He saved us – not by works of righteousness that we had done, but according to His mercy, through the washing of regeneration and renewal by the Holy Spirit. (Titus 3:5; HCSB)
I have mentioned in previous posts how the study Bibles and commentaries feel compelled to backpedal from plain teachings about baptism. I am studying Titus 3 for a lesson that I will give in a couple of weeks. In my studies I was disappointed to see how the “washing of regeneration” was treated.
ESV Study Bible:
3:5 The transformation described in vv. 3—7 (formerly …but now) is not based on human effort. “We were once enslaved” (v. 3) but he saved us. God must act before salvation occurs. Salvation comes not because of works but by the washing of regeneration and renewal of the Holy Spirit. Some have understood this as saying that baptism (“the washing”) causes salvation. However, in this context human deeds are clearly downplayed (“not because of works”) and the emphasis is on divine action and initiative (“he saved us”). The “washing” described here is the spiritual cleansing, which is outwardly symbolized in baptism.
NLT Study Bible:
3:5 He washed away our sins, giving us a new birth (literally He saved us through the washing of regeneration): See Ezek 16:9; John 3:1-15; Eph 5:26; Heb 10:22; 2 Pet 1:9. – and new life through the Holy Spirit (literally and renewing of the Holy Spirit): This signifies a complete departure from the life of sin and death and a transfer into the realm of life and purity (see also Rom 12:2; 2 Cor 5:17; Col 3:10).

* Supplied information:
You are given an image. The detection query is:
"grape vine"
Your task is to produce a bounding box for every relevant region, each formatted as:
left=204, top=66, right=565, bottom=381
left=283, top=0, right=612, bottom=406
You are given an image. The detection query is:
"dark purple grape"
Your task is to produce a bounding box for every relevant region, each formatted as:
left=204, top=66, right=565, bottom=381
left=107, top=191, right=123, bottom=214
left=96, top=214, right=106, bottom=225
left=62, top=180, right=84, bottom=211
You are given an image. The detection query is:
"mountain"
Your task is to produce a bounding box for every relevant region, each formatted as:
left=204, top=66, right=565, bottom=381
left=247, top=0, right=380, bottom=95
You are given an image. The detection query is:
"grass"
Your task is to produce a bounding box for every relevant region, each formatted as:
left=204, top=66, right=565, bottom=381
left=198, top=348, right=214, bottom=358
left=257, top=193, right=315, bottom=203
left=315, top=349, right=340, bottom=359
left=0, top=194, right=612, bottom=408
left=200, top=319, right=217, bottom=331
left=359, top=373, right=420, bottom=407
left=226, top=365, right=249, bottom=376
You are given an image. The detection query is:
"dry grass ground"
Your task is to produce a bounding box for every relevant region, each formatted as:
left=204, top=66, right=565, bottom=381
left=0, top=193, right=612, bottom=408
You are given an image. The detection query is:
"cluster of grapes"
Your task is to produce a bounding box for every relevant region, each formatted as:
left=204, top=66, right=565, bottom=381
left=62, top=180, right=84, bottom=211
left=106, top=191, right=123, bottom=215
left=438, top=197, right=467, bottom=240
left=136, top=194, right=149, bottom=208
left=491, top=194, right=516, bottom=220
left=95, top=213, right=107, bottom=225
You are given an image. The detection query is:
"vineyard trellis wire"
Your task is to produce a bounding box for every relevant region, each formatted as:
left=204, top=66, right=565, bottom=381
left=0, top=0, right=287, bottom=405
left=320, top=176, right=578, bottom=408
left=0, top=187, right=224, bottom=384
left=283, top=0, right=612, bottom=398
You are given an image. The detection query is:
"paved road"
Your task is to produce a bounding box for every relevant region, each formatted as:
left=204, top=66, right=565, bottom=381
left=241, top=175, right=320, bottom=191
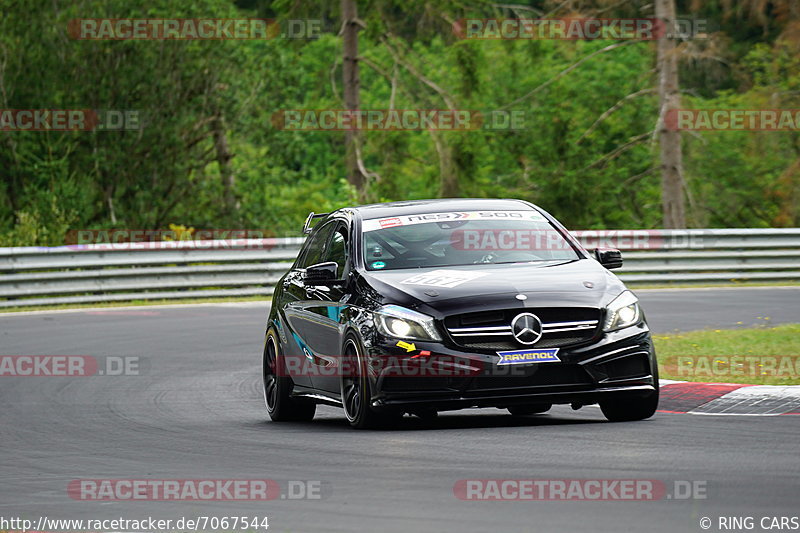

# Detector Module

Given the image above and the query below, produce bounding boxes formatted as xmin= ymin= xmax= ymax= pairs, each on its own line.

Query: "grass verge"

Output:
xmin=653 ymin=324 xmax=800 ymax=385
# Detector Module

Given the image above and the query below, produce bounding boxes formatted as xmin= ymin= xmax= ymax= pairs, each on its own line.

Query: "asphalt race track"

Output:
xmin=0 ymin=288 xmax=800 ymax=533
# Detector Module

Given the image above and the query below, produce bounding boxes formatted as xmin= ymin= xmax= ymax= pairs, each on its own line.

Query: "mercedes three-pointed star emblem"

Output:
xmin=511 ymin=313 xmax=542 ymax=345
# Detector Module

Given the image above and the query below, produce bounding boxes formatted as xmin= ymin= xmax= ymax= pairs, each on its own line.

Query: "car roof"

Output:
xmin=347 ymin=198 xmax=533 ymax=219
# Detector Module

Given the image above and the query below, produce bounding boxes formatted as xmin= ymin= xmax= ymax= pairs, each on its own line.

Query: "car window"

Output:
xmin=325 ymin=225 xmax=348 ymax=279
xmin=297 ymin=222 xmax=336 ymax=268
xmin=362 ymin=211 xmax=580 ymax=270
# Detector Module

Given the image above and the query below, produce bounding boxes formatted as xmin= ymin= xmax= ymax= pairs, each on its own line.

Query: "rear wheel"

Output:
xmin=600 ymin=389 xmax=658 ymax=422
xmin=342 ymin=336 xmax=386 ymax=429
xmin=263 ymin=328 xmax=317 ymax=422
xmin=508 ymin=403 xmax=553 ymax=416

* Given request A:
Reproduce word for word the part of the entries that opens at their very first line and closes with the line containing "left=283, top=0, right=612, bottom=406", including both of those lines.
* Given request B:
Continue the post on how study Bibles treat the "washing of regeneration" in Titus 3:5 from the point where it stops.

* Result A:
You are given an image. The detection query is:
"grape vine"
Your task is to produce a bounding box for every relevant region, each formatted as:
left=204, top=66, right=565, bottom=381
left=283, top=0, right=612, bottom=406

* Result B:
At least the NLT Study Bible did not feel compelled to back away from the plain teaching of the text, although it does not say much about this washing at all. I think it is clear that the washing of regeneration refers to baptism. What else in the scriptures could be called “washing” that is directly tied to salvation? Only baptism. I am growing frustrated with the ESV Study Bible intention to dismiss every passage about baptism through its notes. Again, I think this swings the pendulum too far to the point of seemingly excluding baptism altogether. Yes, we fight the Roman Catholic concept that baptism apart from faith, belief, and repentance does not save. But let’s not throw baptism in the trash in our effort to fight error. Baptism is described here as the part of the mechanism through which we are saved. I wish the study notes would write more about what the verse means, rather than what the verse does not mean.
By the way, I like the NRSV on this verse. The rendering “water” instead of “washing” gives clarity to the reader that I believe is intended and obvious.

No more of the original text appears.